#### [PROVIDED TEXT]
Apple rolled out iOS 26 to iPhone 11, SE (2nd gen) and later, introducing the new Liquid Glass visual overhaul, improved Phone and Messages features, system-wide in-app translation, game and preview app upgrades, and subtle AI updates like live translation on AirPods. The version number jumped to align Apple’s OS names and reflect the year of widespread use.

Published September 15, 2025 at 02:08 PM EDT in Software Development

iOS 26 lands with Liquid Glass and practical upgrades

Apple released iOS 26 today for iPhone 11, iPhone SE (2nd gen) and newer devices. The update is notable for a major visual refresh called Liquid Glass, a system-wide version-number change (jumping from iOS 18 to iOS 26), and a slate of feature upgrades across Phone, Messages, Maps, Camera, and more.

Liquid Glass: a big look and a careful rollout

Liquid Glass applies translucent, Vision Pro–inspired visuals across iOS. Apple adjusted the glassiness through betas to improve readability, but users may need time to adapt and Apple will likely continue tweaking contrast and layout. Designers and developers should expect small UI changes that could affect typography, spacing, and accessible contrast ratios.

Phone and calling get practical upgrades: a unified card-style Phone app (with an option to revert to the classic view), a call screening assistant that asks unknown callers for name and purpose before ringing, and hold/agent notifications to avoid long waits. Voicemail transcription remains uneven across languages, but call screening can cut down unwanted pickups.

  • Messages: richer conversation layouts, polls, typing indicators in groups, SMS spam filtering, and unknown senders moved to a separate folder.

Lines from a pointing dataset:
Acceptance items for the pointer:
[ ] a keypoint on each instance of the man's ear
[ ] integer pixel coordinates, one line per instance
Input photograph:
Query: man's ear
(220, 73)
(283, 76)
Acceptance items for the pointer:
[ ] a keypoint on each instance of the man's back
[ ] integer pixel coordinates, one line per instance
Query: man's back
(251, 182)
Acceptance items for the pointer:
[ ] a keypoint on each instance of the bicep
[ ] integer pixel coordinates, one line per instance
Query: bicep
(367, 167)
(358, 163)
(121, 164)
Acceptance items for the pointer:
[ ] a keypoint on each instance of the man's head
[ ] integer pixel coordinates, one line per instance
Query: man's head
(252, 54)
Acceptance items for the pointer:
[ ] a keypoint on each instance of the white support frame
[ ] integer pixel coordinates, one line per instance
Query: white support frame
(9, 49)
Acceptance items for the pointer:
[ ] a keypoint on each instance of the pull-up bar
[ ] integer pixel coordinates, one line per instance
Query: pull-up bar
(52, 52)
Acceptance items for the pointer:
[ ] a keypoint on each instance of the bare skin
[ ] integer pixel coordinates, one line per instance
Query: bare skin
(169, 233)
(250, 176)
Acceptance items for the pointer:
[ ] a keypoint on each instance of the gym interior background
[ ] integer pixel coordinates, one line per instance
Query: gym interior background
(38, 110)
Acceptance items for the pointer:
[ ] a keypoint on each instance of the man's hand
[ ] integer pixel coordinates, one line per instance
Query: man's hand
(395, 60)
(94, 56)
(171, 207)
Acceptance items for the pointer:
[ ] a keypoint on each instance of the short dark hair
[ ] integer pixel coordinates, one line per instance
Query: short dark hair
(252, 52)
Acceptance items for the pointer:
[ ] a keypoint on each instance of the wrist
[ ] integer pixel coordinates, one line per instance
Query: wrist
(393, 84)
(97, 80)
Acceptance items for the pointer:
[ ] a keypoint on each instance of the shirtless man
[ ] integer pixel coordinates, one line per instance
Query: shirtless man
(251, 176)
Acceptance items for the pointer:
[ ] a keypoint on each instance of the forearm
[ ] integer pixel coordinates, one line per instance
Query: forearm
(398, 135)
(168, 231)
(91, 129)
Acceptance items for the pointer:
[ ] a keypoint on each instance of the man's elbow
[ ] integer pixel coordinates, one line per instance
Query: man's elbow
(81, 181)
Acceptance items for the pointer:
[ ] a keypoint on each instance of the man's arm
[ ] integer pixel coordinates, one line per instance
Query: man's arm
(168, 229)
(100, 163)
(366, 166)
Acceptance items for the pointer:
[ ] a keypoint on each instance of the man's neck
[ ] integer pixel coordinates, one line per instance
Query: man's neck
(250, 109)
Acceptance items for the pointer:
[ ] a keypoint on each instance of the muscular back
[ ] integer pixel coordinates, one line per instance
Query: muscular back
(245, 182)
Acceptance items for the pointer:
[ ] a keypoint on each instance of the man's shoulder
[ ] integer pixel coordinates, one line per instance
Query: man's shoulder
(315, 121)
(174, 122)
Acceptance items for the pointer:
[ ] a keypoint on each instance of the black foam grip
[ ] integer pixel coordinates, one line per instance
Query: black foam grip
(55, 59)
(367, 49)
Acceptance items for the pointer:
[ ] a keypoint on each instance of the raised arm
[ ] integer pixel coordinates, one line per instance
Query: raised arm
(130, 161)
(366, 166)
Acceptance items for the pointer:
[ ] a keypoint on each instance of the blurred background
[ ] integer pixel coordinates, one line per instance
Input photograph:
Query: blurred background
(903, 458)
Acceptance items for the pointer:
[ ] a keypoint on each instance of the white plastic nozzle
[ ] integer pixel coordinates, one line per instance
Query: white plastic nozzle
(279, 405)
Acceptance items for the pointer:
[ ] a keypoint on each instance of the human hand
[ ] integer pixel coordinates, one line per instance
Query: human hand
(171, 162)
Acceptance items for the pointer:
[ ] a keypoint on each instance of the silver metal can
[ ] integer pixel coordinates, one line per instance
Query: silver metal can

#### [REQUEST 1]
Name every Messages feature that the iOS 26 article lists.
#### [REQUEST 2]
According to the iOS 26 article, why did Apple's version number jump from iOS 18 to iOS 26?
#### [REQUEST 3]
Extend the iOS 26 article past its final sentence.

#### [WRITTEN ANSWER 1]
Richer conversation layouts, polls, typing indicators in groups, SMS spam filtering, and unknown senders moved to a separate folder.

#### [WRITTEN ANSWER 2]
The number was changed to bring Apple's operating system names into line with one another. It also reflects the year in which the release will be in widespread use.

#### [WRITTEN ANSWER 3]
  • Games app: consolidated view of played titles, Arcade, challenges, achievements, and friend activity.
  • Preview app arrives on iPhone for PDF editing and signing; Music adds automixing and translated lyrics; Maps gains preferred routes and a places library.
  • Camera and Photos: Liquid Glass mode simplification, restored tabs for Photos, and quicker access to common camera controls.

AI features and visual intelligence

Unlike last year’s large push for Apple Intelligence, iOS 26 is lighter on AI. Key additions include system-wide in-app translation (several European and Brazilian Portuguese languages supported), live translation on supported AirPods, screen-aware visual intelligence that can suggest calendar events, and a Highlight shortcut similar to Circle to Search. Some interactions can be confusing — for example, the visual intelligence shortcut shares the screenshot button — so workflows may need adjustment.

Other useful touches include custom alarm snooze times, a Wallet update for digital IDs and richer boarding passes, selectable audio input and local capture for voice recordings, smarter Reminders that extract grocery lists from recipes, new accessibility "nutrition" labels in the App Store, and tightened parental controls.

To get iOS 26, go to Settings > General > Software Update. Organizations should plan testing cycles for apps that touch the UI, translation, notifications, or background visuals. Expect iterative visual tweaks from Apple over the coming months as it balances the Liquid Glass look with legibility and accessibility needs.

QuarkyByte’s analysts recommend a quick compatibility audit, run focused accessibility checks under the new visual system, and measure feature impacts (call screening, live translation) with real user scenarios. Treat this release as both a visual migration and a functional one: small UX changes can have outsized effects on engagement and support costs.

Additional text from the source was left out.